(Saved data entries)

*** Begin section ***

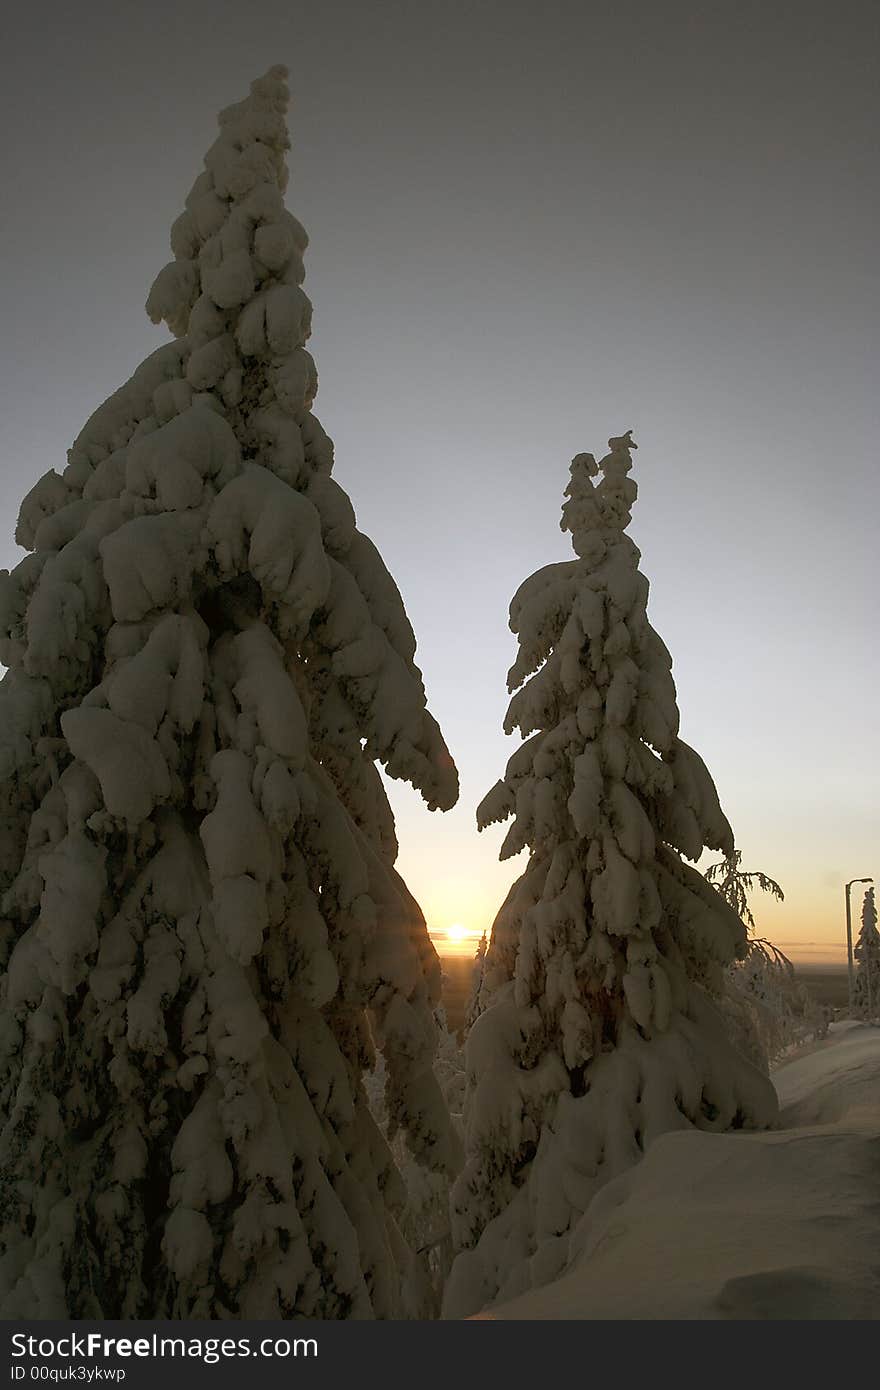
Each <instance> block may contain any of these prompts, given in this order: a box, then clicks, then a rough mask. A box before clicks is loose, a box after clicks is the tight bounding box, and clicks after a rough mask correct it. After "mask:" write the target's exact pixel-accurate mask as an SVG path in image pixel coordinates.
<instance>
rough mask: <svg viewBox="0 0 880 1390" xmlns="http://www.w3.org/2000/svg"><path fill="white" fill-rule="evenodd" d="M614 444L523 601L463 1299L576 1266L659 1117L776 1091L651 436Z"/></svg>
mask: <svg viewBox="0 0 880 1390" xmlns="http://www.w3.org/2000/svg"><path fill="white" fill-rule="evenodd" d="M609 445H610V455H609V456H608V457H606V459H603V460H602V463H601V466H599V467H596V463H595V460H594V459H592V456H591V455H578V456H577V457H576V459H574V461H573V464H571V482H570V485H569V489H567V499H569V500H567V502H566V503H564V506H563V517H562V527H563V530H566V531H570V532H571V539H573V545H574V550H576V555H577V559H576V560H570V562H567V563H562V564H551V566H548V567H546V569H542V570H539V571H538V573H537V574H534V575H532V577H531V578H530V580H527V581H525V584H523V587H521V588H520V589H519V592H517V595H516V596H514V599H513V603H512V606H510V627H512V628H513V631H514V632H516V634H517V635H519V645H520V651H519V657H517V660H516V663H514V666H513V667H512V670H510V674H509V688H510V689H512V691H514V689H517V687H521V689H519V694H517V695H514V696H513V701H512V703H510V709H509V712H507V719H506V723H505V728H506V731H507V733H512V731H513V730H514V728H519V730H520V733H521V735H523V737H524V738H525V742H524V744H523V745H521V748H520V749H519V751H517V752H516V753H514V755H513V758H512V759H510V762H509V763H507V770H506V773H505V777H503V780H502V781H499V783H498V784H496V785H495V788H494V790H492V791H491V792H489V795H488V796H487V798H485V799H484V802H482V803H481V806H480V809H478V812H477V820H478V824H480V827H481V828H482V827H484V826H488V824H491V823H492V821H503V820H506V819H509V817H512V816H513V817H514V819H513V826H512V828H510V831H509V834H507V837H506V840H505V844H503V848H502V859H503V858H509V856H510V855H514V853H517V851H520V849H521V848H523V847H525V845H527V847H528V849H530V852H531V853H530V859H528V866H527V869H525V872H524V873H523V876H521V877H520V878H519V880H517V881H516V883H514V885H513V887H512V890H510V892H509V895H507V899H506V901H505V903H503V906H502V909H500V912H499V913H498V917H496V919H495V924H494V929H492V940H491V944H489V949H488V954H487V960H485V987H484V988H485V991H487V995H488V999H489V1006H488V1008H487V1011H485V1012H484V1013H481V1015H480V1017H477V1019H475V1022H474V1026H473V1029H471V1031H470V1034H468V1040H467V1073H468V1099H467V1104H466V1113H464V1119H466V1150H467V1159H466V1166H464V1170H463V1173H462V1175H460V1177H459V1180H457V1183H456V1186H455V1188H453V1218H455V1227H456V1230H455V1234H456V1241H457V1245H459V1248H460V1254H459V1257H457V1259H456V1264H455V1266H453V1270H452V1277H450V1283H449V1287H448V1295H446V1304H445V1311H446V1315H448V1316H462V1315H463V1314H470V1312H473V1311H474V1309H477V1308H480V1307H481V1305H485V1304H487V1302H489V1301H492V1300H498V1298H499V1297H502V1298H503V1297H512V1295H514V1294H517V1293H520V1291H523V1290H524V1289H527V1287H530V1286H537V1284H541V1283H544V1282H546V1280H549V1279H552V1277H555V1276H556V1275H557V1273H559V1272H560V1270H562V1269H563V1268H564V1266H566V1262H567V1259H569V1258H570V1254H571V1250H573V1244H571V1233H573V1232H574V1229H576V1227H577V1226H578V1222H581V1218H582V1215H584V1212H585V1211H587V1208H588V1205H589V1202H591V1200H592V1197H594V1194H595V1193H596V1191H598V1188H599V1187H601V1186H602V1184H603V1183H606V1181H608V1180H609V1179H612V1177H614V1176H616V1175H617V1173H620V1172H623V1170H624V1169H626V1168H628V1166H630V1165H633V1163H635V1162H637V1161H638V1158H639V1156H641V1154H642V1151H644V1148H645V1147H646V1145H648V1144H649V1143H651V1141H652V1140H653V1138H655V1136H658V1134H660V1133H663V1131H666V1130H671V1129H678V1127H687V1126H691V1125H692V1126H699V1127H702V1129H715V1130H720V1129H733V1127H740V1126H765V1125H767V1123H770V1122H772V1120H773V1118H774V1113H776V1097H774V1093H773V1087H772V1086H770V1083H769V1081H767V1080H766V1079H765V1077H763V1076H760V1073H759V1072H758V1070H756V1069H755V1068H752V1066H751V1065H749V1063H748V1062H747V1061H745V1059H744V1058H742V1056H741V1055H740V1054H738V1052H737V1051H735V1049H734V1048H733V1045H731V1044H730V1042H728V1040H727V1036H726V1033H724V1027H723V1023H722V1019H720V1015H719V1013H717V1011H716V1008H715V1005H713V1002H712V995H713V994H717V992H719V991H720V990H722V984H723V973H724V967H726V966H727V963H728V962H730V960H733V959H734V958H735V956H737V955H741V954H742V952H744V951H745V944H747V933H745V927H744V924H742V922H741V920H740V917H738V916H737V913H735V912H734V910H733V909H731V908H730V906H728V905H727V903H726V902H724V901H723V898H722V897H720V895H719V894H717V892H716V891H715V888H712V887H710V885H709V884H708V883H706V881H705V878H703V877H702V874H699V873H698V872H696V870H695V869H692V867H691V866H690V865H687V863H684V860H683V855H684V856H687V858H688V859H694V860H695V859H698V858H699V855H701V853H702V851H703V847H709V848H715V849H720V851H722V852H723V853H731V852H733V837H731V831H730V826H728V824H727V820H726V819H724V816H723V813H722V810H720V806H719V801H717V795H716V791H715V785H713V783H712V778H710V776H709V773H708V771H706V767H705V765H703V763H702V760H701V759H699V756H698V755H696V753H695V752H694V749H692V748H688V745H687V744H684V742H683V741H681V739H680V738H678V710H677V706H676V688H674V684H673V678H671V659H670V655H669V652H667V651H666V646H665V645H663V642H662V641H660V638H659V637H658V634H656V632H655V631H653V630H652V627H651V624H649V621H648V616H646V600H648V581H646V580H645V578H644V575H642V574H641V573H639V570H638V560H639V552H638V549H637V548H635V545H634V543H633V541H631V539H630V538H628V537H627V535H626V534H624V532H626V527H627V525H628V523H630V514H631V507H633V503H634V500H635V496H637V486H635V484H634V482H633V480H631V478H630V477H628V473H630V468H631V455H630V450H631V449H633V448H635V445H634V443H633V441H631V439H630V435H628V434H627V435H624V436H623V438H619V439H612V441H609ZM599 468H601V473H602V478H601V481H599V482H598V484H594V477H595V475H596V474H598V471H599ZM585 1229H588V1223H584V1225H582V1226H581V1232H584V1230H585Z"/></svg>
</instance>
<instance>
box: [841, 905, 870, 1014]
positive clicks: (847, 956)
mask: <svg viewBox="0 0 880 1390" xmlns="http://www.w3.org/2000/svg"><path fill="white" fill-rule="evenodd" d="M873 881H874V880H873V878H851V880H849V883H848V884H847V892H845V898H847V966H848V970H849V1015H851V1016H852V994H854V984H855V979H854V965H852V909H851V908H849V890H851V888H852V884H854V883H873Z"/></svg>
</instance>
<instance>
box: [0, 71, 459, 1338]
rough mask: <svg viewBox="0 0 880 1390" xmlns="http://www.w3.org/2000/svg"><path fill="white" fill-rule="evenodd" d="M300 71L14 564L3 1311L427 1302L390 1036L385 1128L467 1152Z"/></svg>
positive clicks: (189, 256) (83, 436)
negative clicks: (435, 1052)
mask: <svg viewBox="0 0 880 1390" xmlns="http://www.w3.org/2000/svg"><path fill="white" fill-rule="evenodd" d="M285 75H286V74H285V70H284V68H272V70H270V71H268V72H267V74H266V76H263V78H260V79H259V81H257V82H254V83H253V85H252V89H250V95H249V96H247V97H246V99H245V100H243V101H241V103H239V104H236V106H232V107H228V108H227V110H225V111H222V113H221V117H220V133H218V138H217V140H215V143H214V145H213V146H211V149H210V150H209V154H207V157H206V161H204V164H206V168H204V171H203V172H202V174H200V175H199V177H197V179H196V182H195V185H193V188H192V190H190V193H189V196H188V197H186V206H185V210H184V213H182V214H181V215H179V217H178V220H177V221H175V224H174V228H172V232H171V247H172V253H174V260H172V261H171V263H170V264H168V265H165V268H164V270H163V271H161V272H160V274H158V277H157V279H156V282H154V285H153V288H152V291H150V295H149V299H147V311H149V314H150V317H152V318H153V321H154V322H160V321H164V322H165V324H167V325H168V328H170V329H171V332H172V334H174V341H172V342H170V343H167V345H165V346H163V347H160V349H158V350H157V352H154V353H153V354H152V356H150V357H147V360H146V361H145V363H142V364H140V367H138V370H136V371H135V374H133V375H132V377H131V379H129V381H127V382H125V385H122V386H121V388H120V389H118V391H117V392H115V393H114V395H113V396H110V399H108V400H107V402H104V404H103V406H100V409H99V410H96V411H95V414H93V416H92V417H90V420H89V421H88V423H86V425H85V427H83V430H82V431H81V432H79V435H78V438H76V439H75V442H74V445H72V448H71V450H70V455H68V461H67V467H64V468H63V470H61V471H60V473H56V471H54V470H50V471H49V473H46V474H44V475H43V477H42V478H40V480H39V482H36V485H35V486H33V488H32V491H31V492H29V495H28V496H26V498H25V500H24V505H22V509H21V516H19V520H18V530H17V538H18V541H19V543H21V545H22V546H24V548H25V549H28V550H29V552H31V553H29V555H28V556H26V557H25V559H24V560H22V562H21V564H18V566H17V569H15V570H13V573H11V574H7V573H6V571H4V573H3V575H1V578H0V660H1V662H3V663H4V664H6V666H7V667H8V671H7V674H6V677H4V678H3V682H1V684H0V816H1V833H0V892H1V898H0V905H1V906H0V913H1V916H0V942H1V960H0V963H1V965H3V976H1V981H0V1159H1V1163H0V1193H1V1195H3V1216H1V1237H3V1238H1V1247H3V1255H1V1257H0V1304H1V1307H3V1312H4V1316H7V1318H21V1316H29V1318H145V1316H146V1318H224V1316H236V1318H289V1316H321V1318H346V1316H352V1318H370V1316H406V1315H412V1314H418V1312H420V1311H421V1308H423V1301H421V1300H423V1294H424V1289H423V1284H421V1283H420V1279H418V1269H417V1261H416V1255H414V1251H413V1250H412V1248H410V1247H409V1245H407V1241H406V1238H405V1236H403V1233H402V1230H400V1226H399V1223H398V1219H396V1218H398V1213H399V1212H400V1211H402V1205H403V1200H405V1188H403V1183H402V1180H400V1176H399V1173H398V1169H396V1165H395V1159H393V1156H392V1154H391V1150H389V1145H388V1141H386V1138H385V1137H384V1136H382V1133H381V1131H380V1129H378V1127H377V1125H375V1123H374V1120H373V1118H371V1113H370V1109H368V1106H367V1101H366V1094H364V1086H363V1076H364V1073H366V1072H367V1070H368V1069H370V1068H373V1066H374V1062H375V1055H377V1049H378V1052H380V1054H381V1058H382V1066H384V1074H385V1099H384V1104H385V1106H386V1113H388V1123H389V1134H392V1136H393V1134H395V1133H399V1134H400V1136H403V1137H405V1140H406V1145H407V1154H409V1155H410V1158H412V1159H413V1161H416V1162H418V1163H421V1165H423V1166H424V1168H427V1169H428V1170H434V1172H453V1170H455V1168H456V1165H457V1161H459V1156H457V1155H459V1140H457V1137H456V1134H455V1130H453V1127H452V1125H450V1120H449V1115H448V1108H446V1105H445V1102H443V1097H442V1093H441V1087H439V1083H438V1080H437V1077H435V1073H434V1056H435V1048H437V1027H435V1019H434V1009H435V1006H437V1004H438V999H439V983H441V973H439V962H438V959H437V955H435V952H434V948H432V947H431V942H430V940H428V934H427V929H425V924H424V920H423V916H421V913H420V910H418V906H417V903H416V902H414V901H413V898H412V897H410V894H409V892H407V890H406V885H405V884H403V881H402V880H400V878H399V876H398V874H396V873H395V869H393V860H395V856H396V840H395V831H393V817H392V813H391V809H389V805H388V801H386V796H385V792H384V790H382V784H381V780H380V774H378V771H377V767H375V763H377V762H380V763H382V765H384V766H385V769H386V770H388V773H389V774H391V776H393V777H402V778H405V780H407V781H410V783H412V784H413V785H414V787H417V788H418V790H420V792H421V795H423V796H424V799H425V802H427V803H428V806H430V808H448V806H450V805H452V803H453V802H455V799H456V795H457V778H456V771H455V767H453V765H452V760H450V758H449V753H448V752H446V746H445V744H443V739H442V737H441V733H439V728H438V726H437V723H435V721H434V719H432V717H431V714H430V713H428V710H427V708H425V694H424V687H423V681H421V674H420V671H418V667H417V666H416V664H414V651H416V641H414V637H413V632H412V628H410V624H409V621H407V617H406V612H405V609H403V603H402V599H400V595H399V592H398V588H396V585H395V582H393V580H392V578H391V575H389V573H388V570H386V569H385V566H384V563H382V560H381V557H380V555H378V552H377V550H375V548H374V546H373V543H371V542H370V541H368V538H367V537H366V535H363V534H361V532H360V531H359V530H357V527H356V520H355V513H353V509H352V505H350V502H349V499H348V496H346V493H345V492H343V489H342V488H341V486H339V485H338V484H336V482H335V481H334V478H332V477H331V470H332V463H334V452H332V445H331V441H329V438H328V436H327V434H325V432H324V430H323V428H321V425H320V423H318V420H317V418H316V417H314V414H313V413H311V402H313V398H314V393H316V385H317V378H316V370H314V363H313V360H311V357H310V354H309V352H307V347H306V342H307V338H309V332H310V320H311V306H310V303H309V299H307V297H306V295H304V292H303V289H302V281H303V252H304V249H306V242H307V238H306V234H304V231H303V228H302V225H300V224H299V222H298V220H296V218H295V217H293V215H292V214H291V213H289V211H288V210H286V207H285V204H284V197H282V195H284V189H285V185H286V167H285V152H286V149H288V146H289V140H288V132H286V124H285V111H286V106H288V89H286V83H285Z"/></svg>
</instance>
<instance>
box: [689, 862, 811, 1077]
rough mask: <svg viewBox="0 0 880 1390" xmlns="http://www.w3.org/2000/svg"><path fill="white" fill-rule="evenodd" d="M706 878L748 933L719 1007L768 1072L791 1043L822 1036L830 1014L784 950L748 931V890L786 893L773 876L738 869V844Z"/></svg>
mask: <svg viewBox="0 0 880 1390" xmlns="http://www.w3.org/2000/svg"><path fill="white" fill-rule="evenodd" d="M705 877H706V881H708V883H712V884H713V885H715V887H716V888H717V891H719V892H720V894H722V897H723V898H724V901H726V902H728V903H730V906H731V908H733V909H734V912H735V913H737V915H738V916H740V917H741V919H742V922H744V924H745V927H747V931H748V933H749V940H748V947H747V954H745V956H742V958H741V959H738V960H734V962H733V963H731V965H730V966H728V967H727V972H726V981H724V984H726V988H724V994H723V995H722V1012H723V1015H724V1017H726V1020H727V1026H728V1029H730V1033H731V1037H733V1038H734V1041H735V1042H737V1047H738V1048H740V1051H741V1052H744V1054H745V1056H748V1058H749V1059H751V1061H752V1062H755V1065H756V1066H759V1068H760V1069H762V1070H763V1072H769V1069H770V1066H772V1065H773V1063H774V1062H779V1059H780V1058H783V1056H784V1055H785V1054H787V1052H790V1051H791V1049H792V1048H794V1047H798V1045H799V1044H804V1042H808V1041H812V1040H815V1038H822V1037H824V1034H826V1033H827V1027H829V1017H827V1015H826V1011H824V1009H823V1008H822V1006H820V1005H819V1004H816V1002H815V1001H813V998H812V995H810V992H809V990H808V988H806V987H805V986H804V984H802V983H801V981H799V980H798V977H797V974H795V969H794V965H792V963H791V960H790V959H788V956H787V955H785V954H784V951H780V948H779V947H776V945H773V942H772V941H765V940H763V938H762V937H755V935H752V933H753V931H755V916H753V913H752V909H751V905H749V901H748V895H749V892H752V891H753V890H755V888H759V890H760V891H762V892H766V894H769V895H770V897H773V898H776V901H777V902H784V901H785V895H784V894H783V890H781V888H780V885H779V884H777V881H776V878H770V877H769V874H766V873H760V872H759V870H748V869H742V855H741V852H740V851H738V849H734V851H733V853H730V855H727V856H726V858H724V859H720V860H717V862H716V863H712V865H709V867H708V869H706V873H705Z"/></svg>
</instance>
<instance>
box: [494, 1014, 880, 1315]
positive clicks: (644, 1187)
mask: <svg viewBox="0 0 880 1390" xmlns="http://www.w3.org/2000/svg"><path fill="white" fill-rule="evenodd" d="M774 1081H776V1087H777V1091H779V1097H780V1104H781V1106H783V1111H781V1123H783V1126H784V1127H783V1129H780V1130H776V1131H772V1133H763V1134H706V1133H701V1131H696V1130H691V1131H678V1133H674V1134H666V1136H663V1137H662V1138H659V1140H658V1141H656V1143H655V1144H653V1145H652V1147H651V1150H649V1151H648V1154H646V1155H645V1158H644V1161H642V1162H641V1163H639V1165H638V1166H635V1168H634V1169H631V1170H630V1172H627V1173H626V1175H623V1176H621V1177H619V1179H617V1180H616V1181H612V1183H609V1184H608V1186H606V1187H605V1188H603V1190H602V1191H601V1193H599V1194H598V1195H596V1198H595V1200H594V1202H592V1205H591V1208H589V1211H588V1212H587V1215H585V1216H584V1220H582V1222H581V1227H580V1230H578V1233H576V1237H574V1240H576V1245H577V1243H578V1236H580V1233H581V1232H584V1233H587V1232H588V1236H587V1234H584V1237H582V1238H581V1250H580V1252H578V1255H577V1258H576V1261H574V1264H573V1266H571V1268H570V1270H569V1272H567V1273H566V1275H564V1276H563V1277H562V1279H559V1280H556V1282H555V1283H552V1284H548V1286H545V1287H544V1289H539V1290H534V1291H531V1293H528V1294H524V1295H523V1297H520V1298H516V1300H513V1301H510V1302H507V1304H503V1305H502V1307H498V1308H492V1309H491V1312H485V1314H482V1315H481V1316H482V1318H492V1319H585V1320H602V1319H630V1318H633V1319H635V1318H648V1319H817V1318H837V1319H840V1318H870V1319H876V1318H877V1316H879V1315H880V1279H879V1275H877V1251H880V1163H877V1150H879V1147H880V1030H877V1029H870V1027H866V1026H861V1024H849V1026H844V1027H842V1029H841V1027H836V1029H834V1030H833V1034H831V1037H830V1038H829V1040H827V1041H824V1042H820V1044H817V1045H816V1047H815V1048H812V1049H810V1051H809V1052H808V1054H804V1055H802V1056H797V1058H794V1059H792V1061H790V1062H787V1063H785V1065H784V1066H781V1068H780V1069H779V1070H777V1072H776V1073H774Z"/></svg>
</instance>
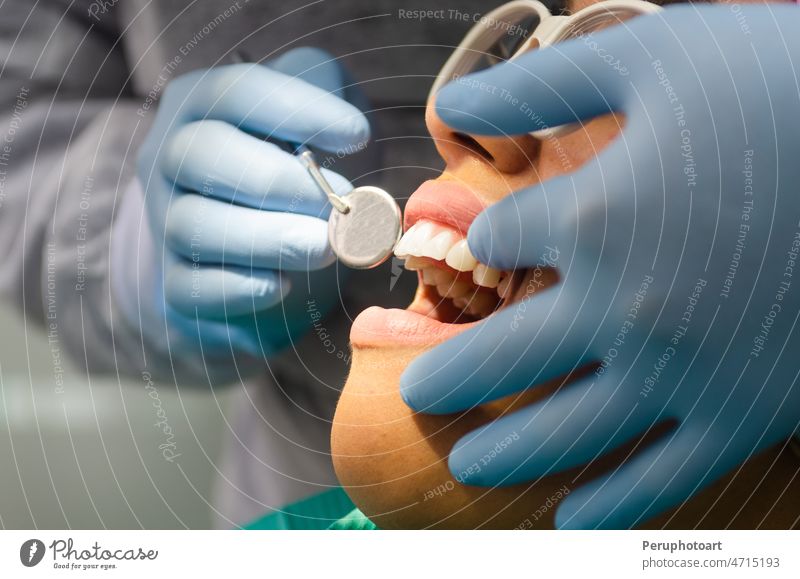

*** End section ***

| Task statement |
Starting at the top of the records and ending with the line that contains "444L523 601L463 1299L576", give every line as a numbered list, with blank lines and pictures left out.

| Solution for this exercise |
1. Each <instance> block may contain any of these prompts, given in this order: a box, then clicks, then a rough mask. A box before clicks is loose, a box after clicks is the tight bounding box, and clicks after a rough mask correct it. After "mask:" write the target's exact pixel-accurate mask as an SVG path in image pixel coordinates.
2. <instance>
3. rough mask: <svg viewBox="0 0 880 1390" xmlns="http://www.w3.org/2000/svg"><path fill="white" fill-rule="evenodd" d="M614 444L523 601L463 1299L576 1266L659 1117L776 1091L651 436Z"/></svg>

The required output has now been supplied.